+++ PROVIDED DATA

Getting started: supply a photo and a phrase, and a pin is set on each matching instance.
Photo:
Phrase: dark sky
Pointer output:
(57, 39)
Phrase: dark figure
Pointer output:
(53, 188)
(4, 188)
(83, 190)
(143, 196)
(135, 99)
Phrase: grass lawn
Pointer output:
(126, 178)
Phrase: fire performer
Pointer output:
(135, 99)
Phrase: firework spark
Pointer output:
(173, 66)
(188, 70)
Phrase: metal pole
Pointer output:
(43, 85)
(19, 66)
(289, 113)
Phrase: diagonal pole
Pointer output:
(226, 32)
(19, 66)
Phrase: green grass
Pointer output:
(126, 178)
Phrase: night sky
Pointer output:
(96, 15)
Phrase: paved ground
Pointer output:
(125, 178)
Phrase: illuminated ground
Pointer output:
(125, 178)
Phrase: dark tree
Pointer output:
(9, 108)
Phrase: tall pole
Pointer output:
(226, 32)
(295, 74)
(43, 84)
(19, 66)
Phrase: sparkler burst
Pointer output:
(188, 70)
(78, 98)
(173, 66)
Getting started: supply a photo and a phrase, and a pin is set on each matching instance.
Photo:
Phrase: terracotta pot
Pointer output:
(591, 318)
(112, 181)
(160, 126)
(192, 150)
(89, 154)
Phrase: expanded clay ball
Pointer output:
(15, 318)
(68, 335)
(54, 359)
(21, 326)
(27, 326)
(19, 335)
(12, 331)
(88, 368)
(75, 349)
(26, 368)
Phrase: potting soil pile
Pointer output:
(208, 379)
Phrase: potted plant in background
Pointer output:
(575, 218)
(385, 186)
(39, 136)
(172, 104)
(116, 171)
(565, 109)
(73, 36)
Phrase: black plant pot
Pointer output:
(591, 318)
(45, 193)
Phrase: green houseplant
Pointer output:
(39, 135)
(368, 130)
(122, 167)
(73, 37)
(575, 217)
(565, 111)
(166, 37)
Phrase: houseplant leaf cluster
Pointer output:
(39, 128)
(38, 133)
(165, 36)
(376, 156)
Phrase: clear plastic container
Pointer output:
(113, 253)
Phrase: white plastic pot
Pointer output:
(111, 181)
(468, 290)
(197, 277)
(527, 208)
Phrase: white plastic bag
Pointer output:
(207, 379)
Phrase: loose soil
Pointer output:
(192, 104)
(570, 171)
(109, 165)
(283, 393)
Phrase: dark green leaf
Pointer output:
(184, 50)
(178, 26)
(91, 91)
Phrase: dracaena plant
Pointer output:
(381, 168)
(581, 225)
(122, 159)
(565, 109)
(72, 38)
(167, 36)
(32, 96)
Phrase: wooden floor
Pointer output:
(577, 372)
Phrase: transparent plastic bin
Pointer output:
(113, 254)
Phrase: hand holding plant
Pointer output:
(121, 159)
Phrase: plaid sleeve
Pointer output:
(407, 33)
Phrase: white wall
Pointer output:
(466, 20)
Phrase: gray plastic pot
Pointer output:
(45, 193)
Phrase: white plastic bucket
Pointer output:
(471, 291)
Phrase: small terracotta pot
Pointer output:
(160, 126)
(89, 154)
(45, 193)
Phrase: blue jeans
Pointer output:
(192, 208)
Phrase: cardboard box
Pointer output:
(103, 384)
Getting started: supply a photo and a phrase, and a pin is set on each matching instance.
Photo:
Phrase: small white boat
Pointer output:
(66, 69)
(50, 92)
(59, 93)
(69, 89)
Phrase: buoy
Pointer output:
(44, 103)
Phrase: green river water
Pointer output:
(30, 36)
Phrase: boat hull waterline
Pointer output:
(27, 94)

++++++

▶ _TO DO_: Considering only the material above, set down every line from the one with "Phrase: black plant pot" to the one with "Phrase: dracaena plant", inclusive, exactly as written.

▶ _RESPONSE_:
Phrase: black plant pot
Pointer output:
(591, 318)
(45, 193)
Phrase: green houseplant
Pointer output:
(39, 135)
(368, 130)
(122, 167)
(73, 37)
(575, 217)
(565, 111)
(166, 37)
Phrase: houseplant leaf cluster
Pointer output:
(39, 128)
(38, 133)
(165, 36)
(376, 156)
Phrase: clear plastic container
Pointer output:
(113, 253)
Phrase: white plastic pot
Pointer output:
(111, 181)
(468, 290)
(197, 277)
(527, 208)
Phrase: white plastic bag
Pointer output:
(207, 379)
Phrase: loose soil
Pointer output:
(192, 104)
(570, 171)
(109, 165)
(283, 393)
Phrase: dark green leaf
Pointer output:
(184, 50)
(178, 26)
(91, 91)
Phrase: dracaena plant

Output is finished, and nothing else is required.